◆ LIST OF TASKS ◆
- a) Decide whether each statement below agrees with the passage on Kenyan coffee. For each, answer yes or no and quote the words from the passage that decide it. (i) Kenyan coffee reaches specialty markets in small batches. (ii) Wet mill managers are trained at a school. (iii) A Plus designation matches an SCAA score of 86 or higher.
- b) Write the next part of the passage on Kenyan coffee, picking up after its last sentence.
::: PASSAGE SHOWN
Kenyan coffee is rated best in the world for its bold and balanced flavors, grapefruit citrus taste, and wonderful aromas. It’s one of the most sought after coffees in the specialty markets of Europe, the United States, Japan, and Korea, where it’s imported in small batches. But why does Kenyan coffee score so high compared to other coffees?
Why is it that professionals in the industry pay top dollar for Kenya’s coffee? Like most luxury goods, it comes down to meticulous attention to detail. Kenyan small scale coffee farmers take care of each coffee tree the way Kobe beef farmers take care of their steers.
At Njoga farms, and the farms around us, we know each tree. We know its origin, when it was planted, when it was last pruned, when it last produced a good crop or a great crop. Most importantly, our trees are all natural. We do not mess with varietals, or tree genetics labs, crop cycles, or anything of that sort.
Each berry ripens on the tree and is picked by hand, sorted by hand, and water processed in a manual process that has been handed down from generation to generation. Wet mill managers get their skills from apprenticeship. There is no school to go to -- you learn from the ones who have done it before and fetched top prices on the Nairobi exchange.
Most growing countries try to emulate Kenyan coffee’s standard coffee bean grading system which spans the entire growing season. At the end of the grading system, each bean size has one of three standards attached to it based on batch and cup score. The standard called Fair Average Quality (FAQ) grades each batch based on the cup score: Plus, no designation, or Minus.
Plus means the cup is scoring higher than the average cup, which in SCAA standards would be a score of 86+. FAQ means it’s an average cup and Minus is anything scoring FAQ of SCAA standard 82 or below. The farming and processing techniques have been honed to shoot for FAQ or higher across the industry.
::::::
::: DATA LISTING
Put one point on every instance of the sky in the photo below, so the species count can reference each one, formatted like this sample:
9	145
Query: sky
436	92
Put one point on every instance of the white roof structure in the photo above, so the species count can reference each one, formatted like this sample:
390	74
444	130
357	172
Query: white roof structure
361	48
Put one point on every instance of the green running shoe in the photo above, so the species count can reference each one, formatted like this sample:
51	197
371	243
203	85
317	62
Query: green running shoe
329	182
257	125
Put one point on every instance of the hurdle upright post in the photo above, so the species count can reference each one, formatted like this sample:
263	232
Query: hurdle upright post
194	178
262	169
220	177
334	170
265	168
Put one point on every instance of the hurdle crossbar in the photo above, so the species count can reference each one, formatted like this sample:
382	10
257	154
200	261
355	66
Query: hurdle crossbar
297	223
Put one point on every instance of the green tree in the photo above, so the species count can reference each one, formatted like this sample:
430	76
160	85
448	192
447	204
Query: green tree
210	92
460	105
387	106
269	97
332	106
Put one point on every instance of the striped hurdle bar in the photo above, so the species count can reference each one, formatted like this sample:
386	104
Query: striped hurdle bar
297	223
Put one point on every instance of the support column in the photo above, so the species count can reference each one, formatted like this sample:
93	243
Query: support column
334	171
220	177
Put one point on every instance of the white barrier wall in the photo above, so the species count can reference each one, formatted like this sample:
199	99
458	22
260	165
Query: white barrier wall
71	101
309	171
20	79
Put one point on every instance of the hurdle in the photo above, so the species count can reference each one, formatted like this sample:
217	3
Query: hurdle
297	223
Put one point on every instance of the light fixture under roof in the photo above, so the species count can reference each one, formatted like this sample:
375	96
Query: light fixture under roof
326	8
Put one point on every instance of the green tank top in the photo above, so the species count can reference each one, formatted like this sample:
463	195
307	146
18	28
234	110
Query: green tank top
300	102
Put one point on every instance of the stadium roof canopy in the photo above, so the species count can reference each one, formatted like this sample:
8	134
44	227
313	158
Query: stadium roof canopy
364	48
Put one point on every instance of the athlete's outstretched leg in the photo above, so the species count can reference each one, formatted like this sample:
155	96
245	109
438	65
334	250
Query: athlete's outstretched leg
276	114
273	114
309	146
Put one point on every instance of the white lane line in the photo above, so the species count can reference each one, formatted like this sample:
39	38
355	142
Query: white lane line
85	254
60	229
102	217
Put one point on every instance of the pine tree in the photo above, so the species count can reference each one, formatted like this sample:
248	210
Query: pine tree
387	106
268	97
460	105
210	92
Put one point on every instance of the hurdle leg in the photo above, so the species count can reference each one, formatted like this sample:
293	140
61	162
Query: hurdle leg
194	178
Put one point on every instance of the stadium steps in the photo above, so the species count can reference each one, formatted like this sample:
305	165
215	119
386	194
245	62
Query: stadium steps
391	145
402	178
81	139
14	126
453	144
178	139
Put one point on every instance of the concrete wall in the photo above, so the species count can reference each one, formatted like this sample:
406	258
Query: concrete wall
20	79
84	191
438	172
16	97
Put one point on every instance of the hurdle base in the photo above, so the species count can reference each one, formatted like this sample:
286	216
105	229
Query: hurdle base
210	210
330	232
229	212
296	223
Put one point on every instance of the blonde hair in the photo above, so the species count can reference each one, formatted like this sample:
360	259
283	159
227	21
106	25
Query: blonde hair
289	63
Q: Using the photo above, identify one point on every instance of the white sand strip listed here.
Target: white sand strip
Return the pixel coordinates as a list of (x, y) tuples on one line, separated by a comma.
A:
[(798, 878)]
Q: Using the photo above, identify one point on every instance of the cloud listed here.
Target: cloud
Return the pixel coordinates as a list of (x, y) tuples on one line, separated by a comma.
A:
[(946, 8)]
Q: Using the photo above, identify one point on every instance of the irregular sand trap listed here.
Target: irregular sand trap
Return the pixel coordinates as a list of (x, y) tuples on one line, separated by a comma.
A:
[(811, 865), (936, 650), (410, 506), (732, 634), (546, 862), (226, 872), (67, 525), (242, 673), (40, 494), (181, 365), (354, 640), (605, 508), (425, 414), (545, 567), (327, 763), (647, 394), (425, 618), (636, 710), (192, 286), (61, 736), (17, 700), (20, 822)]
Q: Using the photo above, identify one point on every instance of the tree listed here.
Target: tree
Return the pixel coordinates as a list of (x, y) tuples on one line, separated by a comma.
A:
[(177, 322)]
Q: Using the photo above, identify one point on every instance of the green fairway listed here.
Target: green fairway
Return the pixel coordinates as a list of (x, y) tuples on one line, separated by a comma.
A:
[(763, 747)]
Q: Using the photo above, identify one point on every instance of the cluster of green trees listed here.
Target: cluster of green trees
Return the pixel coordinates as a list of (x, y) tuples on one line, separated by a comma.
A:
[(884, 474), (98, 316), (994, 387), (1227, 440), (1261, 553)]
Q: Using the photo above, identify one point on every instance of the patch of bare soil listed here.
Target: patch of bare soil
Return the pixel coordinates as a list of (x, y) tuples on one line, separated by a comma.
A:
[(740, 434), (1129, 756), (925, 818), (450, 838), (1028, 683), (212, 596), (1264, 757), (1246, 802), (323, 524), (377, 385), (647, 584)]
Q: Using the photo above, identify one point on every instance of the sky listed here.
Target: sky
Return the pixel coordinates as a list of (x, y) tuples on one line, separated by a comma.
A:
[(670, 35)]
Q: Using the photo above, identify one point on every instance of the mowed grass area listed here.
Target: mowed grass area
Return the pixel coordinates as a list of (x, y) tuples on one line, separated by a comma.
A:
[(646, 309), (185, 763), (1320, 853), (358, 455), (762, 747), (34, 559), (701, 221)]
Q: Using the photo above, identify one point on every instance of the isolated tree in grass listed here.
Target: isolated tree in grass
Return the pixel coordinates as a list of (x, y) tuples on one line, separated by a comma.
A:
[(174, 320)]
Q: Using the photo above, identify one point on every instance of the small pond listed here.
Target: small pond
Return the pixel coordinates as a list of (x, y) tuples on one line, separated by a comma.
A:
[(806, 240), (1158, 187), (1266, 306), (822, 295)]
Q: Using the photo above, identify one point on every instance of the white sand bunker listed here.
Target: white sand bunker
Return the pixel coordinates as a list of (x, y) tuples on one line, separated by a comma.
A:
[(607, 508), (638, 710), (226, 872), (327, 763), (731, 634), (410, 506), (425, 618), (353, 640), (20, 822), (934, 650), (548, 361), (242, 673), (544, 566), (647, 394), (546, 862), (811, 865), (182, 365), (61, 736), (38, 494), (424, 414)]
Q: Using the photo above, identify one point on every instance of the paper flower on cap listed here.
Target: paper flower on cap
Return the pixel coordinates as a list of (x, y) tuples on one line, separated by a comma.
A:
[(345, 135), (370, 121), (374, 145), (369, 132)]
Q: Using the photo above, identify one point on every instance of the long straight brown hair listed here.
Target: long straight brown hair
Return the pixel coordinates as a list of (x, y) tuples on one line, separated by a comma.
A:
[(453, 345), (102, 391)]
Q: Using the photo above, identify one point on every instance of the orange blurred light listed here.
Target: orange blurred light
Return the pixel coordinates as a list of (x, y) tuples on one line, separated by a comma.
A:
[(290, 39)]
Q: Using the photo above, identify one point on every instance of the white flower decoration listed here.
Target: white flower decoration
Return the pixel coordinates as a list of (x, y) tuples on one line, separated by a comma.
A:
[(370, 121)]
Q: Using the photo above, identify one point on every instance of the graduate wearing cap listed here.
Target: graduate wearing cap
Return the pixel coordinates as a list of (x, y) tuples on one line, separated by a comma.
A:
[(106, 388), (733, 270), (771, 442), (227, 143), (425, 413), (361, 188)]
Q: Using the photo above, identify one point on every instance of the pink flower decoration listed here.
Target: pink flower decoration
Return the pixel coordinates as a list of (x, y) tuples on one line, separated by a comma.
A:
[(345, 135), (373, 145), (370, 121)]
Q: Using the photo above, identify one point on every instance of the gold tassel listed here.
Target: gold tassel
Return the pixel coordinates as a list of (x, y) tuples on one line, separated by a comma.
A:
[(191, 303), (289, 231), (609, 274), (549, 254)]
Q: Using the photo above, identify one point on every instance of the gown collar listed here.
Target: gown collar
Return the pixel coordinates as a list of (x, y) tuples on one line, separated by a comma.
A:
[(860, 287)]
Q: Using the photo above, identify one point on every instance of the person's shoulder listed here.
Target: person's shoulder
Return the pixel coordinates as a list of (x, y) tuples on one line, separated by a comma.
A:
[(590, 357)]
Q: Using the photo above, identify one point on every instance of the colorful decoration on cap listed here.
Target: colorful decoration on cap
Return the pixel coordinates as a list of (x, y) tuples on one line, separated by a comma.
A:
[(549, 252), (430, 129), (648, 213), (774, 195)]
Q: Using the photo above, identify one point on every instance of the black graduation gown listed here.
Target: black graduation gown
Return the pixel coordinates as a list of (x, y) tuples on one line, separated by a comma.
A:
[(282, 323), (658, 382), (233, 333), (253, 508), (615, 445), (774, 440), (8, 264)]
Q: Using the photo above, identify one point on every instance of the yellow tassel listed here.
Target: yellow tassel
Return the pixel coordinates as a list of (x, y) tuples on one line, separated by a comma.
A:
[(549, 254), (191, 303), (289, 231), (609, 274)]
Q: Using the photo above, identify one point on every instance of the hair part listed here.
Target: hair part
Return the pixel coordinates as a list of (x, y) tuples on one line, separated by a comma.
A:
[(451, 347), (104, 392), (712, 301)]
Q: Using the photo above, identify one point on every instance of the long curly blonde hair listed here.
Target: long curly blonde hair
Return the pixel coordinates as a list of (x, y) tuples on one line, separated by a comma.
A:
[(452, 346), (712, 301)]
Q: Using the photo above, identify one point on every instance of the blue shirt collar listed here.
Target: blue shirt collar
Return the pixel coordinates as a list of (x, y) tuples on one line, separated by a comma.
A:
::::::
◆ ANSWER LIST ◆
- a)
(i) Yes: "where it’s imported in small batches"
(ii) No: "There is no school to go to"
(iii) Yes: "which in SCAA standards would be a score of 86+"

- b)
This coffee then has to be handed over to the coffee masters of the West. To get a good Kenyan coffee that helps you appreciate the product like the professionals, the process from the farmer to your cup has to be meticulous. From the sorting to roasting to the pour or espresso, every single person on the supply chain has to know what he is doing and be a master of his craft.
For Njoga coffee, these two worlds come together in our partnership with Global Coffee Trading. Their team of roast masters, SCAA Q graders and SCAA-certified baristas that cup every batch ensure that the farmers’ painstaking efforts are not lost in the roasting and packaging process.
Kenyan coffee can be enjoyed purely for its exquisite flavors and tastes or with many pastries to accompany the coffee, but it can also be useful for an addition to stews, soups, or BBQ recipes because of its unique bold flavor and citrus undertones.
Therefore, when we hand you a bag of Njoga coffee from Kenya, the craft is in your hands, it’s upon you to serve it per instructions on the bag, and believe you me, you will appreciate every step the bean has taken to get to you, including the price you paid for it.